### THE RECORDS ###
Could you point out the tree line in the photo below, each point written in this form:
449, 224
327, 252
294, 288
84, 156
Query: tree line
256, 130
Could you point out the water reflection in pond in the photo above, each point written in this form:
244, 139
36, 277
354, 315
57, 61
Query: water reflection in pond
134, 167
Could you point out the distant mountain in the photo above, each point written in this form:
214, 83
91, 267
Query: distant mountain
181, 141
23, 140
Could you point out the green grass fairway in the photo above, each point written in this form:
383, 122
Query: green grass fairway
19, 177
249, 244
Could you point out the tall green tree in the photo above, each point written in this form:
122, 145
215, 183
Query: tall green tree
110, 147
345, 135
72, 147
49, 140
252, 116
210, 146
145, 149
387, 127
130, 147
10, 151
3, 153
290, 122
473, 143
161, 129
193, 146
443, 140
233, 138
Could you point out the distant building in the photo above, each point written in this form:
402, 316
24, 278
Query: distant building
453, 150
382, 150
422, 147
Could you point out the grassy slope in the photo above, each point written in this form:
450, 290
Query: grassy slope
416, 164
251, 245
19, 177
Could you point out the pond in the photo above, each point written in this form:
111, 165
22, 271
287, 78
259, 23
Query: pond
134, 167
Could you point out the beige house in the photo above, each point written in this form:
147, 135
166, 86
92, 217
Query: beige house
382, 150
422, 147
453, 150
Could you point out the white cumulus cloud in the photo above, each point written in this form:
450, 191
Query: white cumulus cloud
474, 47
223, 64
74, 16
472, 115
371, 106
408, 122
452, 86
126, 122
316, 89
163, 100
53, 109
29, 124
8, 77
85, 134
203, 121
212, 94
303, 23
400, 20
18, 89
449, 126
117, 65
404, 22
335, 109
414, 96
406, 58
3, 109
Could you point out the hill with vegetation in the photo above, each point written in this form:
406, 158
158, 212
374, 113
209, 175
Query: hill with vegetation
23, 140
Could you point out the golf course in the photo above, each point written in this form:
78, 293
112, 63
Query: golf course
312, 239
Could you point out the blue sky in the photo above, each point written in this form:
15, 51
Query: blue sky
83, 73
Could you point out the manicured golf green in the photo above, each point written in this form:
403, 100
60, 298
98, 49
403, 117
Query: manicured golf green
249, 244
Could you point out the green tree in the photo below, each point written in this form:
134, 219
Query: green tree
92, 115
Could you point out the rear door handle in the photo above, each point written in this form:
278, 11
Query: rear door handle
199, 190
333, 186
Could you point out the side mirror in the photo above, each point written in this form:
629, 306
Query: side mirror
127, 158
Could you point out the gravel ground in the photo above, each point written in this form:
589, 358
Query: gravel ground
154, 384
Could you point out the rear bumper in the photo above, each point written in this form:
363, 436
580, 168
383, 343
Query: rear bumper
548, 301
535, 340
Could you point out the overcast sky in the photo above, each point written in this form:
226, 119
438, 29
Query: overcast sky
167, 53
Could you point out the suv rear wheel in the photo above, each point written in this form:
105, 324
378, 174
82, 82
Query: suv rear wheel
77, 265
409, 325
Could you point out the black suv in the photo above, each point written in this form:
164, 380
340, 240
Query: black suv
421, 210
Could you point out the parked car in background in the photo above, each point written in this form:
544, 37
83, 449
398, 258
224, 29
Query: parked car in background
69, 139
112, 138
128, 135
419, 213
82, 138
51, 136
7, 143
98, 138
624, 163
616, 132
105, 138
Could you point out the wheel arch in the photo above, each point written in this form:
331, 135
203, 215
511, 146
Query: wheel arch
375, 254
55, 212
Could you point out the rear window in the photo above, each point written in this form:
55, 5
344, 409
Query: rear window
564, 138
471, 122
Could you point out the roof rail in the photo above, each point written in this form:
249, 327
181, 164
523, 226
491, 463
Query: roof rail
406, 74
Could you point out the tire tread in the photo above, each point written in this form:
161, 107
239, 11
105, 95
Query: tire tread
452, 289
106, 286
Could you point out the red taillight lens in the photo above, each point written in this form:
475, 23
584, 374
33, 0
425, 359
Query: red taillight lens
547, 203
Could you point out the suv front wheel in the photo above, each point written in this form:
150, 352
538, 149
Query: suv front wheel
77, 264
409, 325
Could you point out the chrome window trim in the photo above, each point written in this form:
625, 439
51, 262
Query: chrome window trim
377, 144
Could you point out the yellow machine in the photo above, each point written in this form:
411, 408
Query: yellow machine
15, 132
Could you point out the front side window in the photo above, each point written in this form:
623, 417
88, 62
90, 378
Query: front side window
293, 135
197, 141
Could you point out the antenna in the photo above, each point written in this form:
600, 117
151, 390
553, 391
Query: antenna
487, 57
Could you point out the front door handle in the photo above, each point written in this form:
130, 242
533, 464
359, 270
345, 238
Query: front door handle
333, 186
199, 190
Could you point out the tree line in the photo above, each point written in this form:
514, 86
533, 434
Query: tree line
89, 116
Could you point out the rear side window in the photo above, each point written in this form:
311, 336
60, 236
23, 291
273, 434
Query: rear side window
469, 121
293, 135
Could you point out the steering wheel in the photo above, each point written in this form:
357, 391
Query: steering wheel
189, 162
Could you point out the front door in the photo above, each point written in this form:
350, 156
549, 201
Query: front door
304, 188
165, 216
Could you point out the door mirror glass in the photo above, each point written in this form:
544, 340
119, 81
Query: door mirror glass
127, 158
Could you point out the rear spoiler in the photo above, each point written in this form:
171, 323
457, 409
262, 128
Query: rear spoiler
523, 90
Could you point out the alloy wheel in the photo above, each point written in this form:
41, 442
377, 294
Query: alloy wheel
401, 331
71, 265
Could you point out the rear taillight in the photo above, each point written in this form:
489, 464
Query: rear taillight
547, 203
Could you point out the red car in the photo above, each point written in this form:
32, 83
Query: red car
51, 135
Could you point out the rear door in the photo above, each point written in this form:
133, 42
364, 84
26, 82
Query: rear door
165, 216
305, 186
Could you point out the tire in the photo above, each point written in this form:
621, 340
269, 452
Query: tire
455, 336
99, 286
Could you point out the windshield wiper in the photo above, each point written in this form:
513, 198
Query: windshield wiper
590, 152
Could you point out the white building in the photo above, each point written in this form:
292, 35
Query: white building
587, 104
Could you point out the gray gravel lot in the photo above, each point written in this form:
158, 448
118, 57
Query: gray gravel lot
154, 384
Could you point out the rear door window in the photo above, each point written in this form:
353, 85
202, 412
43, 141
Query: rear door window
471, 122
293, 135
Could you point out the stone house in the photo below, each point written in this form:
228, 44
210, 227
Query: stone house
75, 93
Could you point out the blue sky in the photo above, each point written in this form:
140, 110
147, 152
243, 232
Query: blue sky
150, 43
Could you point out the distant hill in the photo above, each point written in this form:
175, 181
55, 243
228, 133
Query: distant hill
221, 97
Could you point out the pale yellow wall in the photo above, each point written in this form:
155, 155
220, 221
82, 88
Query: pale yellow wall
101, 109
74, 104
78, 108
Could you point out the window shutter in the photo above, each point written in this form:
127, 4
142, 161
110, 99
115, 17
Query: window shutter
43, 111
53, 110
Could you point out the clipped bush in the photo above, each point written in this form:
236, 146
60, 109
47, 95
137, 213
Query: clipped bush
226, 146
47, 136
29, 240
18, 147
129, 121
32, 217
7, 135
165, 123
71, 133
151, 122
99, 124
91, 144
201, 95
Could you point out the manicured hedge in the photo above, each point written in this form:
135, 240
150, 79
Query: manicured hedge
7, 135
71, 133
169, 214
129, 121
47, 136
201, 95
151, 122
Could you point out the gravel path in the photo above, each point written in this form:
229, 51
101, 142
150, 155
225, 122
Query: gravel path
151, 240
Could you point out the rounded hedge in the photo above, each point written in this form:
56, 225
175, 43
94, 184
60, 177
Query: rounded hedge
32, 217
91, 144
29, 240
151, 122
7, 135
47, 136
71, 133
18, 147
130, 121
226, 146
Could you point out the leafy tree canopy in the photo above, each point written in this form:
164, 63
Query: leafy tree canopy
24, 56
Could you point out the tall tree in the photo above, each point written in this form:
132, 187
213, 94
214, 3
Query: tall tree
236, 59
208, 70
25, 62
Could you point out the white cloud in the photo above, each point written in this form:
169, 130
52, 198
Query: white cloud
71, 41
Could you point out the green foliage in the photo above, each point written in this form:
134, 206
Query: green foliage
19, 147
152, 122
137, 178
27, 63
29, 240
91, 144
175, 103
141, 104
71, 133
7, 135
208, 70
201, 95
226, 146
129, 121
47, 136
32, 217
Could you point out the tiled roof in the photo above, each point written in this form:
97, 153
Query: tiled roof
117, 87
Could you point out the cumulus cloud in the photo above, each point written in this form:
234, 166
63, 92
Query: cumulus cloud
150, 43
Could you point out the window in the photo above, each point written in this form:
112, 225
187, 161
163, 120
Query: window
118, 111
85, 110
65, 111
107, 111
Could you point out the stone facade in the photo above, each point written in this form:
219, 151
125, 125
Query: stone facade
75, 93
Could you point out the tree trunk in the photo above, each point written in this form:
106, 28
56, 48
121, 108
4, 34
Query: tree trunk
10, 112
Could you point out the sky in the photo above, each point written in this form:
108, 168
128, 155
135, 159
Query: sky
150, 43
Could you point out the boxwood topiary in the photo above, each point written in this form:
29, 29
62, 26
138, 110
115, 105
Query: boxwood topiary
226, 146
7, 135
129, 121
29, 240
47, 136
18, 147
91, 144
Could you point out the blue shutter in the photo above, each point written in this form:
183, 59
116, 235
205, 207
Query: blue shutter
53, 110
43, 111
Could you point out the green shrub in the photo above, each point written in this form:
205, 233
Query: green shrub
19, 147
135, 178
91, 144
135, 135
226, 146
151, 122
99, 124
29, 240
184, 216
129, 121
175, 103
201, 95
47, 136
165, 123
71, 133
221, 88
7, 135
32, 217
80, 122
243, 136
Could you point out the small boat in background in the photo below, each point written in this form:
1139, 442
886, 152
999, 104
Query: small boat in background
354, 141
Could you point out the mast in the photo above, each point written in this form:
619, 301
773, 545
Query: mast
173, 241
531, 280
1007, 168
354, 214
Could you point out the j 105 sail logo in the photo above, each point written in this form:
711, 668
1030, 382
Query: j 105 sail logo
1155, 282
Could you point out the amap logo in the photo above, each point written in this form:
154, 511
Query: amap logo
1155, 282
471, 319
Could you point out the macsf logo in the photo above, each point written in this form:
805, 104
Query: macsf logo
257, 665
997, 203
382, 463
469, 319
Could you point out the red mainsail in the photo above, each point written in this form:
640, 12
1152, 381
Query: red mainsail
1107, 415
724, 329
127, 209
###
DIRECTIONS — Scan the entries above for the word "below", then copy every line in which it occurs.

TASK RESPONSE —
Could you point out the tree line in the photo below, each point written in this form:
Could you point out the green tree in the photo below, each point written in this form:
Could you point out the stone house in the photo below, each point written in this form:
Could you point out the small boat in background in the photo below, each point written in this form:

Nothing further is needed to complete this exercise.